### DATASET EXCERPTS:
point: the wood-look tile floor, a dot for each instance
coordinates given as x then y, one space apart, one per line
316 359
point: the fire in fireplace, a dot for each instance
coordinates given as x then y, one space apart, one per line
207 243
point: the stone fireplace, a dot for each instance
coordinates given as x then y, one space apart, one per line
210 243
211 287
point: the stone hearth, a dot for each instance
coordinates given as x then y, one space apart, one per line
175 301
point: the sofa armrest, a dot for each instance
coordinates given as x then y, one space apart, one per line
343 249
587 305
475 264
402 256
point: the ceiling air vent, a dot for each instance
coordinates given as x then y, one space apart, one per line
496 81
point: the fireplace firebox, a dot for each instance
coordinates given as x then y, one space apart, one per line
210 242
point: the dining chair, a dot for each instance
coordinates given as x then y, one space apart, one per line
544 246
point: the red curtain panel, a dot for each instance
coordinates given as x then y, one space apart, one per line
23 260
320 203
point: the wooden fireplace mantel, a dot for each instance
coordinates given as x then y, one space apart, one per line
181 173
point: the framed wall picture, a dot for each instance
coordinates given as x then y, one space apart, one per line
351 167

### ASSIGNMENT:
All of the data must be written out again, exactly as it stands.

### EXERCISE OUTPUT:
point: the wood-look tile floor, a dot for each instance
coordinates given as x then y, one space apart, one per line
316 359
point: the fire in fireplace, a dot for each instance
coordinates given as x then y, one space apart, one per line
207 243
point: the stone fireplace, a dot for each instance
coordinates given as x then y, one space apart, one per line
210 243
211 287
point: the stone hearth, a dot for each instance
coordinates given as x then y, one space apart, one per line
175 301
point: the sofa armrest, a dot for each instance
coordinates given as x then y, one space apart, one per line
343 249
587 305
475 264
402 256
point: the ceiling air vent, a dot for each instance
coordinates given as x then y, one space apart, one per line
496 81
point: the fireplace firebox, a dot for each instance
coordinates given as x then y, one space apart, one per line
210 242
point: the dining chair, a dot for each instance
coordinates given as x then y, one space apart, one per line
544 246
point: the red curtain panel, a dot for each instance
coordinates given as x then y, one space apart, one per line
23 260
320 203
point: the wooden fireplace mantel, a dot for each instance
coordinates given as x then y, one space apart, one per line
181 173
point: the framed wall picture, a dot for each instance
coordinates given as x then y, one space apart, one per line
351 167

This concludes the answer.